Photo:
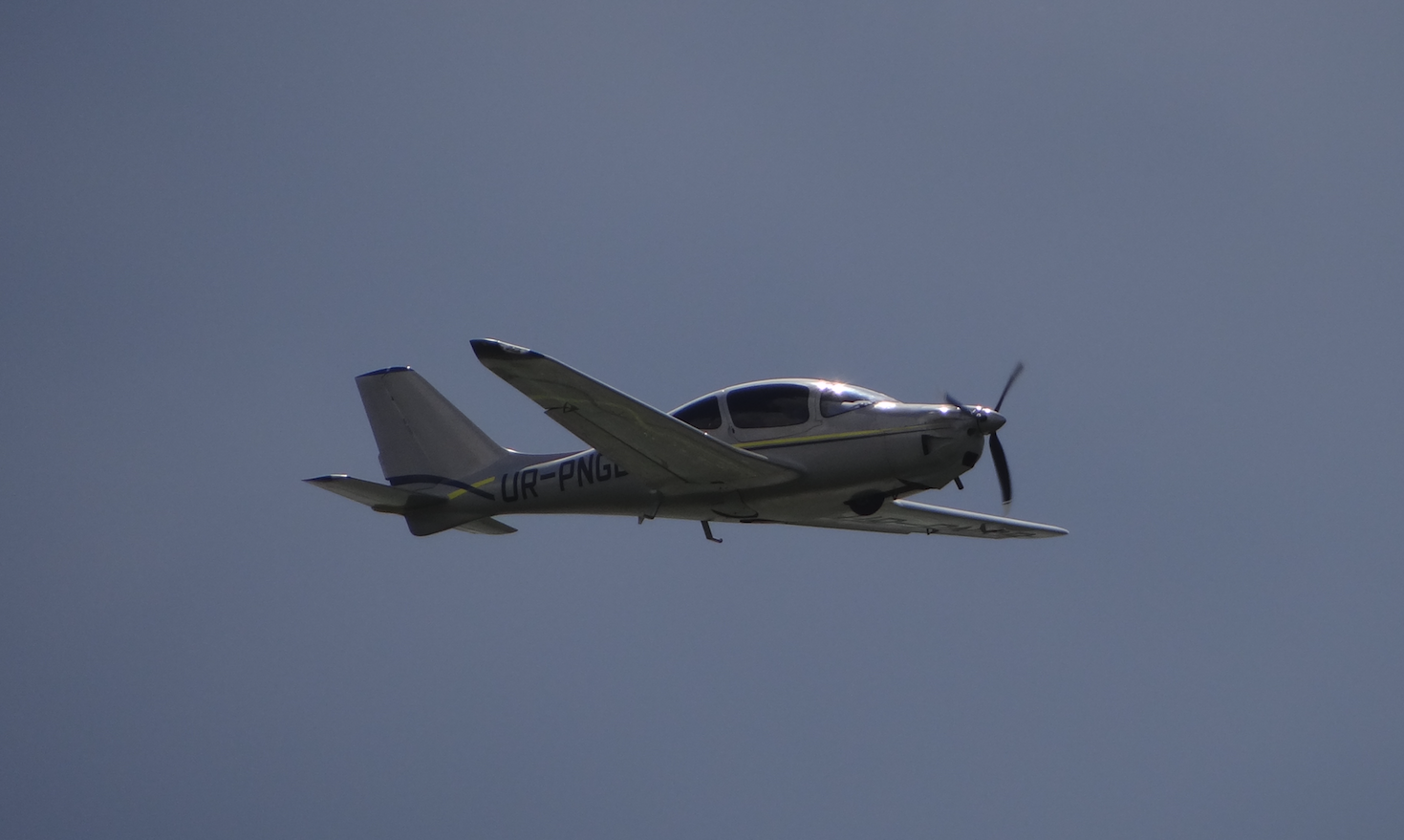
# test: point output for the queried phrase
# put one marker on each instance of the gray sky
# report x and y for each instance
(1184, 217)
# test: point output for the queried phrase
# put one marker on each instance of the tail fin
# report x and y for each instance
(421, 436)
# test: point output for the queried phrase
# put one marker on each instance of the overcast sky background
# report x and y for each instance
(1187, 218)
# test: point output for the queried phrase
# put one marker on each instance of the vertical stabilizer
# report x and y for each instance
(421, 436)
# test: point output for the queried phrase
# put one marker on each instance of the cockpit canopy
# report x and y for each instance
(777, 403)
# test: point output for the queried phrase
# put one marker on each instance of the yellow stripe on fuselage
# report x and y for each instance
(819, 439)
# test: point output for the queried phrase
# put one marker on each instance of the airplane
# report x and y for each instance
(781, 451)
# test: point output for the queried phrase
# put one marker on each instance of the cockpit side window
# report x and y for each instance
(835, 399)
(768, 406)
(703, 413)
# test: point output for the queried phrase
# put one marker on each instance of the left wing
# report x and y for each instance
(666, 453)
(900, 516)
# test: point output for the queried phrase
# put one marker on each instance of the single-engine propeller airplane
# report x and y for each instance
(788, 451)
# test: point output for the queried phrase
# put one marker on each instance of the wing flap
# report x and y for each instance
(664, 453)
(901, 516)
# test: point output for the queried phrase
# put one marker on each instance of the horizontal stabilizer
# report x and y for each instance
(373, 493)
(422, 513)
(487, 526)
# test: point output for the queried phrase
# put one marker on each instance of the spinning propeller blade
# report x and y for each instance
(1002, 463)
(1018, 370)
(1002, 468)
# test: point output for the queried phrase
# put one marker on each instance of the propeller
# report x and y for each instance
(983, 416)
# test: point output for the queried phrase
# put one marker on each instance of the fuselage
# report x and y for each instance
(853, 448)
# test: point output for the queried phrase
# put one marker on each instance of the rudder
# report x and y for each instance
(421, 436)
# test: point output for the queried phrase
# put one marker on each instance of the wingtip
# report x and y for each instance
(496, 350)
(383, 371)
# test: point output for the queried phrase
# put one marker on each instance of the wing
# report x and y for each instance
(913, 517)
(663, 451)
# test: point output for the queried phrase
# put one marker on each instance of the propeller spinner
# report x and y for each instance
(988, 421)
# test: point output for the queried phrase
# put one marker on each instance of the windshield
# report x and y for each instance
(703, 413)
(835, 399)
= = = =
What you have to do: Transcribe the records above exactly as they appear, leaving out any pictures.

Final result:
Photo:
# test: point output for the queried phrase
# put one marker on each instance of the gray sky
# report x and y for each instance
(1184, 217)
# test: point output for the queried phrase
# put one marker on each instance of the tail fin
# report x and y for each instance
(421, 436)
# test: point output for the queried phrase
# put one marker on each instance of the overcast sky background
# report x and y for each instance
(1187, 218)
# test: point output for the queried phrase
# put one marker on each instance of the vertical stabilizer
# report x and y for each instance
(421, 436)
# test: point output for the queried phrase
# put one marker on each instance of the cockpit canopy
# report x and y for each instance
(777, 403)
# test: point output for the queried phrase
# put one marker on each instance of the yellow stripe on fuselage
# report x and y for each instance
(819, 439)
# test: point output for the queried phrase
# put one marker on each instance of the airplane
# report x and y for each instance
(781, 451)
# test: point output for the queried phrase
# put one marker on each instance of the cockpit side window
# report x and y for each instance
(835, 399)
(768, 406)
(703, 413)
# test: point output for the queried phrase
# put one marker on each instance of the left wing
# report x and y for each instance
(666, 453)
(900, 516)
# test: point output for the queried phrase
# put one marker on each instance of the single-engine propeller airplane
# report x and y for each instance
(788, 451)
# test: point output for the queried phrase
# put one marker on each instance of the wing flap
# report x and y for each instance
(664, 453)
(901, 516)
# test: point output for the queried phrase
# put one marker on each instance of the horizontal stabilizer
# report x and y for each instance
(373, 493)
(422, 513)
(487, 526)
# test: point output for the queried phrase
# put one marker on each instance of the spinning propeller blade
# report x and y for each instance
(1002, 463)
(1018, 370)
(1002, 468)
# test: point output for the queried phrase
# put one marker on each instance of the propeller
# report x and y for each instance
(983, 416)
# test: point output for the queried phrase
# put one marker on each instance of the fuselage
# report x and y for each instance
(853, 448)
# test: point output for the queried phrase
# put one marker on each instance of the rudder
# report x and y for each instance
(421, 436)
# test: point output for the queried phrase
# put one marker on each instance of the wingtip
# report x and y for each instance
(496, 350)
(383, 371)
# test: point output for the queried phrase
# put one marker on each instance of the wing
# report x and y for each instance
(913, 517)
(663, 451)
# test: point output for the queried phrase
# put one marker on each instance of the propeller spinner
# report x and y for each instance
(988, 421)
# test: point output for the queried phrase
# put one marker on each instance of the windshield
# report x and y for each instance
(703, 413)
(835, 399)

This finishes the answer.